═════ Data supplied ═════

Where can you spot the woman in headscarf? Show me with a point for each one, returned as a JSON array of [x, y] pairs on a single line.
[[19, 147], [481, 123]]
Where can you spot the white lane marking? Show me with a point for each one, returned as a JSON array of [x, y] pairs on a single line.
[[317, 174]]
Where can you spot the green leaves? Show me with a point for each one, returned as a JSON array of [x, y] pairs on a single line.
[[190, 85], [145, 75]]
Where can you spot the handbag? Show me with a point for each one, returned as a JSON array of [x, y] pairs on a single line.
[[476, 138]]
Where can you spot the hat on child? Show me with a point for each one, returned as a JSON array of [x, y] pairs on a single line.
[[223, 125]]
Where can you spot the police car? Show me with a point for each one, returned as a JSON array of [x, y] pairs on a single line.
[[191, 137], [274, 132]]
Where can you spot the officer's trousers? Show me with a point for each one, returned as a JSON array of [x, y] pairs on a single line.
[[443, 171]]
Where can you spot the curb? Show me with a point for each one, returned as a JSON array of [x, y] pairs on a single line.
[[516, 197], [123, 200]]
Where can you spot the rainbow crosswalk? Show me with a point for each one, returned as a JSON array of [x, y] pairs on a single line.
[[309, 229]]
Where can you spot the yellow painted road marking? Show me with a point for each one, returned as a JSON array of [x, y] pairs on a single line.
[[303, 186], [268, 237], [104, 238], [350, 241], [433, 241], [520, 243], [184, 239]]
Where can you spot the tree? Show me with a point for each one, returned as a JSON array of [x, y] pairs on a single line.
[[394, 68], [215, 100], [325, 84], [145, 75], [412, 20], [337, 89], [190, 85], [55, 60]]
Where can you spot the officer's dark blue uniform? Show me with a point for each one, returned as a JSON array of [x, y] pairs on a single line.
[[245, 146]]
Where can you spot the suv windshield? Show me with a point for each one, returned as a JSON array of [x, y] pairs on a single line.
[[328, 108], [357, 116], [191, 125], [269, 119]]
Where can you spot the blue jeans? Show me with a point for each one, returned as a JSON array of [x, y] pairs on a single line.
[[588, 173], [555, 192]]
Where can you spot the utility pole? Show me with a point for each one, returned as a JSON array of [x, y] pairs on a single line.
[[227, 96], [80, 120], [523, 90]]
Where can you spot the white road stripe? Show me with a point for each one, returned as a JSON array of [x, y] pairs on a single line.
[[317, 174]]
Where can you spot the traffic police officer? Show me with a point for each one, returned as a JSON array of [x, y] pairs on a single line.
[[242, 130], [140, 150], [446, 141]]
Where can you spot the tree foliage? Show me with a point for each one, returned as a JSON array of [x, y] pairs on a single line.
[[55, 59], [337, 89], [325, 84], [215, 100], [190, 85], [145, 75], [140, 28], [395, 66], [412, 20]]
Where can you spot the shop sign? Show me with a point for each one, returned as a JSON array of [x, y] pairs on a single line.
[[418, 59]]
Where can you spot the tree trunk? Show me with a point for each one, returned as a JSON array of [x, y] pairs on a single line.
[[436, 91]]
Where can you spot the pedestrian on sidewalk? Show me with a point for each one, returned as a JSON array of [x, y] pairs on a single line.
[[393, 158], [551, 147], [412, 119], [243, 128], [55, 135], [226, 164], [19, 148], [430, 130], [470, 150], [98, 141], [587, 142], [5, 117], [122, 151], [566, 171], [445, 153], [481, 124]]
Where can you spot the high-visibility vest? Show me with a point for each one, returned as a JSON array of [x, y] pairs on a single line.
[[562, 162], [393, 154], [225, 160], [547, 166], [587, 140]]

═════

— Aim of the task —
All of the material is to be given again exactly.

— Task result —
Where can you spot the woman in headscarf? Show me with a point for each one, returned as a JSON array of [x, y] pairs on a single line.
[[19, 147], [481, 123]]
Where can you spot the white lane marking? Show me with a point for each one, returned as a JSON array of [x, y] pairs on a single line.
[[317, 174]]
Where can you spot the green leaves? Show me with a point for each one, returned as a JSON array of [x, y] pairs on a single line.
[[190, 85], [145, 75]]
Where can you spot the handbag? Show me with a point for each one, returned as a JSON array of [x, y] pairs on a single line.
[[476, 138]]
Where can you spot the hat on child? Show me with a point for each one, returned as a JSON array of [x, y] pairs on a single line.
[[223, 125]]
Where can you spot the police car? Show me with a point for each one, returned as a JSON array of [x, y] pairs on a single line.
[[191, 137], [274, 132]]
Where can you spot the officer's trousers? Show me with a point for each one, returned as a JSON array of [x, y] pairs on a single line.
[[443, 171]]
Where can you spot the curb? Show me with a point for each one, returned as a JSON array of [x, y] pairs on a single line.
[[516, 197], [123, 200]]
Where can you spot the rainbow crosswalk? Show me with a point for each one, returned as a JSON array of [x, y] pairs on a single line.
[[309, 229]]
Where can you spot the yellow painted road marking? Show me with a point for each one, returned as a JSON array of [x, y] pairs on a single line.
[[303, 186], [268, 237], [104, 238], [350, 241], [433, 241], [520, 243], [184, 239]]
Where can you spot the tree? Show me with a point for each one, returned as a JSON array of [x, y] pairs on a single line.
[[394, 68], [215, 100], [325, 84], [145, 75], [412, 20], [337, 89], [190, 85], [55, 60]]
Where can you spot the officer's dark blue uniform? Show me with a point for each one, returned as a JSON array of [x, y] pairs on a single line.
[[245, 146]]
Where can you spot the suv windshield? Show me with a point for each one, returned as a JSON array of [x, y] pairs on a single line.
[[328, 108], [357, 116], [191, 125], [269, 119]]
Where can you spot the blue jeans? Show me with a point for each one, returned as a JSON array of [x, y] pairs on a single line.
[[588, 173], [555, 192]]
Where can you spot the utility pole? Show me with a point for each one, returned as a JSON array of [x, y] pairs on a single line.
[[227, 96], [80, 120], [523, 90]]
Where can you spot the white road stripe? Show me with a point for each one, returned as a JSON array of [x, y] pairs on a single line.
[[317, 174]]
Where can you spot the traffic police officer? Show me with a point for each one, returned as a JSON array of [x, y] pairs on a single line.
[[242, 130], [140, 150], [446, 141]]
Where can you spot the tree foliage? Show me with a point for each one, returned as a JSON array of [x, y] pairs on a single line.
[[55, 59], [337, 89], [325, 84], [215, 100], [190, 85], [145, 75], [140, 28], [395, 66], [412, 20]]
Where can you spot the shop sign? Show me with a point for each one, returned as a JSON array of [x, y] pairs on a single line.
[[418, 59]]
Where can you spot the tree trunk? Show me with a point for each one, returned as a JSON array of [x, y] pairs on a single line.
[[436, 91]]
Where can you spot the pedestrian on sidewalk? Show me with a point for each one, returned as a JSON array of [x, y] pairs on a single line.
[[393, 158], [551, 147], [412, 119], [243, 128], [55, 135], [226, 164], [19, 148], [430, 130], [470, 150], [98, 141], [587, 142], [5, 117], [122, 151], [566, 171], [445, 153], [481, 124]]
Where can you spot the high-visibility vest? Show me with a point for each one, returned as a JSON array of [x, y] pairs on a single line.
[[562, 162], [393, 154], [225, 160], [547, 166], [587, 140]]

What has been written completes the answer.